** Records to process follows **
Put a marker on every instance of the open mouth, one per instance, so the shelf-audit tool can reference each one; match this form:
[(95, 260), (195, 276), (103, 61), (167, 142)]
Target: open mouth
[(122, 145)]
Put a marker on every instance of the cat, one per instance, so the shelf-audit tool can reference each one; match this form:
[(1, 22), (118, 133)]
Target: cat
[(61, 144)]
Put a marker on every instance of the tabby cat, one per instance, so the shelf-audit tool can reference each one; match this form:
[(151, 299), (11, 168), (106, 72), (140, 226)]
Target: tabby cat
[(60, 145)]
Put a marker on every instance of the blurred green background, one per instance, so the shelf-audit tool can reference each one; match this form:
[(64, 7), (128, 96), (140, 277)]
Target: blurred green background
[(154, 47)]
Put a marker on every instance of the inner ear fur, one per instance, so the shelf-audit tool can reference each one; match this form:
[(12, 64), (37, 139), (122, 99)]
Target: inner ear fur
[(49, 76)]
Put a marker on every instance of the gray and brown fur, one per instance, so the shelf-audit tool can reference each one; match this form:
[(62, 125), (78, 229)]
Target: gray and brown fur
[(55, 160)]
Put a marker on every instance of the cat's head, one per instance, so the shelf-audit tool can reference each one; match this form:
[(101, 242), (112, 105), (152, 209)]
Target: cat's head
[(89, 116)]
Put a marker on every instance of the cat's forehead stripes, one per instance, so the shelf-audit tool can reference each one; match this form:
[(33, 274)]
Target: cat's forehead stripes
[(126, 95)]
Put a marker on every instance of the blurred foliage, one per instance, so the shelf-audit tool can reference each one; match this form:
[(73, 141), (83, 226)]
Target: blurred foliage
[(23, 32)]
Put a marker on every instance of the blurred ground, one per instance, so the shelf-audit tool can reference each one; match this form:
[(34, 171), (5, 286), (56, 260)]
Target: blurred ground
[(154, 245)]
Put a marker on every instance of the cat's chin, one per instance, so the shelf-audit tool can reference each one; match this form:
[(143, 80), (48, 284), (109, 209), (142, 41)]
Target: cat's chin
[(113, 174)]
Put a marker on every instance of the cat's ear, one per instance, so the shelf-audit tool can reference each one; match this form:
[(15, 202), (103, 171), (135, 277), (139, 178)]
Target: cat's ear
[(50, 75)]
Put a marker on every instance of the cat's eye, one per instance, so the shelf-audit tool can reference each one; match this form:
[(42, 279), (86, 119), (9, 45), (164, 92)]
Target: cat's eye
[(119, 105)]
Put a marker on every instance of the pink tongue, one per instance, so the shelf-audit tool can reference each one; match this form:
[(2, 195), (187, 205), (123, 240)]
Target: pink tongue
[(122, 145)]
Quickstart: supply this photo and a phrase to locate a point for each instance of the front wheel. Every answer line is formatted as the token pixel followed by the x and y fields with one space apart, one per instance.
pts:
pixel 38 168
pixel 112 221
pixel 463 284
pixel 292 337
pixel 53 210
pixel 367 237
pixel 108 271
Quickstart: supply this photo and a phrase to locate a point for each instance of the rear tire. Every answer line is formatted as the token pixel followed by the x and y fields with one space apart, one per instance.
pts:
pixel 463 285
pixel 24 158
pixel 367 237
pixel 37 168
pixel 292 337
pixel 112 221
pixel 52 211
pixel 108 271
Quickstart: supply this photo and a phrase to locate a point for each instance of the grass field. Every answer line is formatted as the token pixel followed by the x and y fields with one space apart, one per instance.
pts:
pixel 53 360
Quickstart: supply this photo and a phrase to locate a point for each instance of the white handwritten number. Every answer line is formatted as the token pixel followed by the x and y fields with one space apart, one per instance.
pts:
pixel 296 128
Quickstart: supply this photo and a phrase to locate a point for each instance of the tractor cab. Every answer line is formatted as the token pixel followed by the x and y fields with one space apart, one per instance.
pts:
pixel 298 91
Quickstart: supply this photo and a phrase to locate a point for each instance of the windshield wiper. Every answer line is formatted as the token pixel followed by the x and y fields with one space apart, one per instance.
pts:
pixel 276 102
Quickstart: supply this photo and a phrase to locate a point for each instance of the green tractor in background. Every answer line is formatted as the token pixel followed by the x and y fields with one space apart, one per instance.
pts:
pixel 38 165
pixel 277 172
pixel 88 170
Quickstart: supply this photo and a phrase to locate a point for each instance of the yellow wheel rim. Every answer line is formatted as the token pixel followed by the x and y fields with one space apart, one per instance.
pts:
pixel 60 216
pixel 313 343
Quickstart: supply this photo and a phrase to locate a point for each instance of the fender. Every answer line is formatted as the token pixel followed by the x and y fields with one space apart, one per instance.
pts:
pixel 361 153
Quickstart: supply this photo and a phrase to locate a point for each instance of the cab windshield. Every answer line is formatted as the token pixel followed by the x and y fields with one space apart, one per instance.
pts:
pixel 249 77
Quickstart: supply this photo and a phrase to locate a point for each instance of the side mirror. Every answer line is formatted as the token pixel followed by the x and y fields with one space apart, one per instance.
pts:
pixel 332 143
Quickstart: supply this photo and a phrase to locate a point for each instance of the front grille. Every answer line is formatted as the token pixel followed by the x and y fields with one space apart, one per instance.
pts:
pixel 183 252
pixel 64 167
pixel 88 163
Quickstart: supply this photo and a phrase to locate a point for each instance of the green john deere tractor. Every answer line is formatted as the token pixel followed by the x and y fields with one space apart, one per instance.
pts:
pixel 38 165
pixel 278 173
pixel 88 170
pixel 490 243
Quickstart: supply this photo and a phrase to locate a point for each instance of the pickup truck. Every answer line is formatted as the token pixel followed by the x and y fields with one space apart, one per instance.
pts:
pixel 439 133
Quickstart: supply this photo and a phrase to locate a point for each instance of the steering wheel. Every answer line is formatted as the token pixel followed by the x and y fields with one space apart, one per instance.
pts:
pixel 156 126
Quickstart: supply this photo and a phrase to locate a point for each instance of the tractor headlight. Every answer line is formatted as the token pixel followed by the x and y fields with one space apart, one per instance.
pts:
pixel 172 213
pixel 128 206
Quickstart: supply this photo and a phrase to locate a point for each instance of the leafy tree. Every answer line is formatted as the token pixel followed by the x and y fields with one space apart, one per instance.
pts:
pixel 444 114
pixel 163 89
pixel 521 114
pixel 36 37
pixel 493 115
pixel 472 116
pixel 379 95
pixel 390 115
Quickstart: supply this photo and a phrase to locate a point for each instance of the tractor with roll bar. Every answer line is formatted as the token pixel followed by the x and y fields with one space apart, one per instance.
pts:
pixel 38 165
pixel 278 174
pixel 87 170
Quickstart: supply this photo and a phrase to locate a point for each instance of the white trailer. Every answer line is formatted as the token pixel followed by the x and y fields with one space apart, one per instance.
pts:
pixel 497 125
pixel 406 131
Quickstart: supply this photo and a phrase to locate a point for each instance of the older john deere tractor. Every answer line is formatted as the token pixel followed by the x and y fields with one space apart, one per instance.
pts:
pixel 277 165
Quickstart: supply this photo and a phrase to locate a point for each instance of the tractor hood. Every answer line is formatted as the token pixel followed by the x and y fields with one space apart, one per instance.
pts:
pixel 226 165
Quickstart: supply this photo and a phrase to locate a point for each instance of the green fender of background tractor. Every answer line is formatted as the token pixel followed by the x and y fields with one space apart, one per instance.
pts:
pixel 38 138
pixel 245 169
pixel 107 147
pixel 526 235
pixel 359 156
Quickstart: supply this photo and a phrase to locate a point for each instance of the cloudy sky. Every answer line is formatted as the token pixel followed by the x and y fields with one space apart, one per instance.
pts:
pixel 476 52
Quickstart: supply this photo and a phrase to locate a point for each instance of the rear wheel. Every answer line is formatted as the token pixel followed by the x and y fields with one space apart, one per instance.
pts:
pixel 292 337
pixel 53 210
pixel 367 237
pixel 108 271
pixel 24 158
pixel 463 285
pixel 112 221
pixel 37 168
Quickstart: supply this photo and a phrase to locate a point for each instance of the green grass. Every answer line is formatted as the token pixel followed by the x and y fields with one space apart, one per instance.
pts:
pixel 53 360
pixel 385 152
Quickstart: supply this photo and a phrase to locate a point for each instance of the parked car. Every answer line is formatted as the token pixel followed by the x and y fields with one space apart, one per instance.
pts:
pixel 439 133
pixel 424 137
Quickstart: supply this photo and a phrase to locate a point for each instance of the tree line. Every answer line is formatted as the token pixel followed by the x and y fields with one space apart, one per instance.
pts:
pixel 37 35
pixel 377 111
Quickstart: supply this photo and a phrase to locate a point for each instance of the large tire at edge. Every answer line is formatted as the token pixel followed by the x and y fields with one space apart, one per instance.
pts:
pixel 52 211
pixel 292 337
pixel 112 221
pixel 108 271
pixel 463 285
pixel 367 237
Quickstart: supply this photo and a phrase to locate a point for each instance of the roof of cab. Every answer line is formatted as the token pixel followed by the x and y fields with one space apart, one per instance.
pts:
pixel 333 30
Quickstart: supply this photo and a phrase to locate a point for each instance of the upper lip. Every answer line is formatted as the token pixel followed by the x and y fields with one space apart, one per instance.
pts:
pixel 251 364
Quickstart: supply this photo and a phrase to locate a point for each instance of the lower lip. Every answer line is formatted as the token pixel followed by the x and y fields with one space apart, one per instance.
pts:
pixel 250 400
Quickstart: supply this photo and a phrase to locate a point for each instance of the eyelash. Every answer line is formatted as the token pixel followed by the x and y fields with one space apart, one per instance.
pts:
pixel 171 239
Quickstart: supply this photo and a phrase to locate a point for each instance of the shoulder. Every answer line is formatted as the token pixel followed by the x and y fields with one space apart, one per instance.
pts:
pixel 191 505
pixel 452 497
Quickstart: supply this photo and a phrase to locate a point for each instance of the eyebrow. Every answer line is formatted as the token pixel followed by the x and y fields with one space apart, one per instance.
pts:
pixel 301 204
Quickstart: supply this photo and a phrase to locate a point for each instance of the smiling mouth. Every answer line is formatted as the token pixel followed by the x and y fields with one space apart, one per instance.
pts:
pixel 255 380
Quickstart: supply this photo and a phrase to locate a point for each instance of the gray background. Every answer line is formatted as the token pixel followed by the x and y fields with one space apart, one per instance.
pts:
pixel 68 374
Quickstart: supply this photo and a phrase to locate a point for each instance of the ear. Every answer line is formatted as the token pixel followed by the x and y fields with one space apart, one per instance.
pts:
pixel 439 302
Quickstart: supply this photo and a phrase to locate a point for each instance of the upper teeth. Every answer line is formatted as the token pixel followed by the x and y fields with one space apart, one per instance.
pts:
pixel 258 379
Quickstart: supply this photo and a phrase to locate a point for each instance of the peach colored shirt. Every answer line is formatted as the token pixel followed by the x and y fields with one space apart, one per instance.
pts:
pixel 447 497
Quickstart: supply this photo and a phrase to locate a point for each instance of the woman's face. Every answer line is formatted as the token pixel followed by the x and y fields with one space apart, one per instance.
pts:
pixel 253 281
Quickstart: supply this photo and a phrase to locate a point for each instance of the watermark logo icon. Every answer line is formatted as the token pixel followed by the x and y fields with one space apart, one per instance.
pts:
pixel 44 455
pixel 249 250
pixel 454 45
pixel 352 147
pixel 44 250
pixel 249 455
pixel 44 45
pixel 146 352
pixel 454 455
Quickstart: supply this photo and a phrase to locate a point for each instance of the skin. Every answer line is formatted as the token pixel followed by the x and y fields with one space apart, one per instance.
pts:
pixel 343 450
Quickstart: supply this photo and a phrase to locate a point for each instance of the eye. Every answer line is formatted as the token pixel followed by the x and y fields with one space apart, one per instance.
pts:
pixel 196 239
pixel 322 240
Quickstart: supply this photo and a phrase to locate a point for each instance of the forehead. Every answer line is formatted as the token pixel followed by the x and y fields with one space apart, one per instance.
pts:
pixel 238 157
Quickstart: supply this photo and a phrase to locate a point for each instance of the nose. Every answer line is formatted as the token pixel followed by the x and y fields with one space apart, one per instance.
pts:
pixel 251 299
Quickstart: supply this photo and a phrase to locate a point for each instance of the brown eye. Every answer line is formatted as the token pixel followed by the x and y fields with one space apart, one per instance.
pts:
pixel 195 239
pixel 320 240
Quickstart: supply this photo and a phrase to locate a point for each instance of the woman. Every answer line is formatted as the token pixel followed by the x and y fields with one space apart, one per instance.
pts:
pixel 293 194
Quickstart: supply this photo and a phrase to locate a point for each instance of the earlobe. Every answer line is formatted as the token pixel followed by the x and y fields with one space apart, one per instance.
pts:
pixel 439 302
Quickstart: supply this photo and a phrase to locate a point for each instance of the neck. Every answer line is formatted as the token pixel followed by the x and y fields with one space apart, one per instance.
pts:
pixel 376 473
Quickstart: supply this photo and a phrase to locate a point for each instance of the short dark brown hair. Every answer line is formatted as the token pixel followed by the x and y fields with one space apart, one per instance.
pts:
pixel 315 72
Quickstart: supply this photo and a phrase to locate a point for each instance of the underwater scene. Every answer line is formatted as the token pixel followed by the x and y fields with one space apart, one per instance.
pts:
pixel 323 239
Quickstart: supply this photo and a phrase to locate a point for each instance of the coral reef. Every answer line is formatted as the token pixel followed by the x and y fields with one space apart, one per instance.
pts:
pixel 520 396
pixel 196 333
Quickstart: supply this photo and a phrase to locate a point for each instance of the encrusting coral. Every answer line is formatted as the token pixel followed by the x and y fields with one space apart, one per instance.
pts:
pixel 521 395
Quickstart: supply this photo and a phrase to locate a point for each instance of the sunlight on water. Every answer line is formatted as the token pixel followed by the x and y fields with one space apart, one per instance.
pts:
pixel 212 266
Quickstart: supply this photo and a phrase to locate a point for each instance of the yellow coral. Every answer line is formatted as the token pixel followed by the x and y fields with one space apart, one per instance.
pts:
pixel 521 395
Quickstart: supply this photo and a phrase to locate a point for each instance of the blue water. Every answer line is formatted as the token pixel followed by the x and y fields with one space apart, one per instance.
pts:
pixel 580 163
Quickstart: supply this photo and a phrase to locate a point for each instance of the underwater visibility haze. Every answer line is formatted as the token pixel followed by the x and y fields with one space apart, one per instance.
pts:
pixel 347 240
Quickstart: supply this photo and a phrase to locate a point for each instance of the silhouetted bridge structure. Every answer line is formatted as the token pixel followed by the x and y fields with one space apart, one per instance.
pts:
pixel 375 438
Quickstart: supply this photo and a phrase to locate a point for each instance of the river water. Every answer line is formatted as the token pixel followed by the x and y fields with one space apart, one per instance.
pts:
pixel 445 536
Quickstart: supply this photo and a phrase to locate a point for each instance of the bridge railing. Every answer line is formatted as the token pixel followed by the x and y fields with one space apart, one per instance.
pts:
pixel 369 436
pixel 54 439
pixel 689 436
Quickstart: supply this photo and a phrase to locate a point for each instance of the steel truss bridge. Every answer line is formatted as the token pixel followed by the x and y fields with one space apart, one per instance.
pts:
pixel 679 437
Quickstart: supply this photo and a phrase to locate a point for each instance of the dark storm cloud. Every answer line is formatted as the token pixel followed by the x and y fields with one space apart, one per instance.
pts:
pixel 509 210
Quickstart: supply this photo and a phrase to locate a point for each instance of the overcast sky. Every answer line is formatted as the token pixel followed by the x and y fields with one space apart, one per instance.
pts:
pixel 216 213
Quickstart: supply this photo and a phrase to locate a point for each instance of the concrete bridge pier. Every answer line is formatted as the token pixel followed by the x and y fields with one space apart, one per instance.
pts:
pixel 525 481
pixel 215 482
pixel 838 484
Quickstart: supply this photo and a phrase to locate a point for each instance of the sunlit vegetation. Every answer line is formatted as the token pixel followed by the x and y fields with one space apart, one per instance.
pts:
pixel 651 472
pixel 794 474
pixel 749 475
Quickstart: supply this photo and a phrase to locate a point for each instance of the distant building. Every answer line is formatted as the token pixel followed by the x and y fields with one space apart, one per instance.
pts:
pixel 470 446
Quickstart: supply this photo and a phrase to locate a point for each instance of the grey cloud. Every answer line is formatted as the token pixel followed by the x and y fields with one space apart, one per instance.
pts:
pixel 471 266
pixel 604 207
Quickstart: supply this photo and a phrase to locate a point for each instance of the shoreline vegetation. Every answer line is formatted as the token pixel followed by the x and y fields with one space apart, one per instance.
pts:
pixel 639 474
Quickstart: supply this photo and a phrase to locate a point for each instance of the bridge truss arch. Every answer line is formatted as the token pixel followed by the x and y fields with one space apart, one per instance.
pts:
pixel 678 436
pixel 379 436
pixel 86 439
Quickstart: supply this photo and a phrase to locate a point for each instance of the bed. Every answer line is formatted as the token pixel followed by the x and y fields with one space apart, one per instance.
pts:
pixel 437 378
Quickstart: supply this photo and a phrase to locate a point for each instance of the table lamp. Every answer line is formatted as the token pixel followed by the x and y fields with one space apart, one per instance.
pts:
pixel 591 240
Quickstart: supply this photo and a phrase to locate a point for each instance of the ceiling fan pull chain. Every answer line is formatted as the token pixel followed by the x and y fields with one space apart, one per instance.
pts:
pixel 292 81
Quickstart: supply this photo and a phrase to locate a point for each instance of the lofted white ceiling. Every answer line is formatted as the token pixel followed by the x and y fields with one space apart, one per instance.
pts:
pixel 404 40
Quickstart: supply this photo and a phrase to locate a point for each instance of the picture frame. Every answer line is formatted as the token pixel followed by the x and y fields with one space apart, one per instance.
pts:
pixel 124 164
** End of Records to process **
Exercise description => Once every line above has been checked for the string "wheel", give the number of matching lines and nothing more.

Reply => 4